(Segmentation labeling entries)
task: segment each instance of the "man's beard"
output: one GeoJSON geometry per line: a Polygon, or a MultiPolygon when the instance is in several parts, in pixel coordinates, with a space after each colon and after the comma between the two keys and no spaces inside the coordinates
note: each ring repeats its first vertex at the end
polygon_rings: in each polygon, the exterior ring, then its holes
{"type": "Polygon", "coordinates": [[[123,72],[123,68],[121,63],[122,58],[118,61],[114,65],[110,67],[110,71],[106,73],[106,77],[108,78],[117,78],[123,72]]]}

---

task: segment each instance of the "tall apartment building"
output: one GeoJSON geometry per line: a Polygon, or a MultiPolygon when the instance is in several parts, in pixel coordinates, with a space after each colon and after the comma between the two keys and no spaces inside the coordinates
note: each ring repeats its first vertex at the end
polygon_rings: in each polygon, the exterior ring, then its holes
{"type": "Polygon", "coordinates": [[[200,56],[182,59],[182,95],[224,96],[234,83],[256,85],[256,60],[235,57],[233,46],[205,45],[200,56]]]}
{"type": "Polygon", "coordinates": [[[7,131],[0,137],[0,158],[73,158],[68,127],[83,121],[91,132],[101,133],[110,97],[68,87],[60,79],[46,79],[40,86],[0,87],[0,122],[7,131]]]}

» **TO BE DONE**
Pull out every line in the entries above that contains the word "coordinates".

» **REPLY TO THE EXERCISE**
output: one GeoJSON geometry per line: a Polygon, or a MultiPolygon when the instance is in several parts, in pixel coordinates, with a space after each colon and after the comma between the two keys and no spaces inside the coordinates
{"type": "Polygon", "coordinates": [[[123,72],[123,68],[121,63],[122,58],[118,61],[114,65],[110,67],[110,71],[106,73],[106,77],[108,78],[117,78],[123,72]]]}
output: one GeoJSON geometry per line: a Polygon, or a MultiPolygon when the instance is in several parts, in pixel coordinates, with a space after each colon and after the comma between the two keys and no spaces inside the coordinates
{"type": "Polygon", "coordinates": [[[200,56],[182,59],[182,95],[224,96],[234,83],[256,85],[256,60],[235,57],[233,46],[205,45],[200,56]]]}
{"type": "Polygon", "coordinates": [[[7,131],[0,137],[0,158],[73,158],[68,127],[83,121],[91,132],[101,133],[110,97],[68,87],[60,79],[46,79],[40,86],[0,87],[0,122],[7,131]]]}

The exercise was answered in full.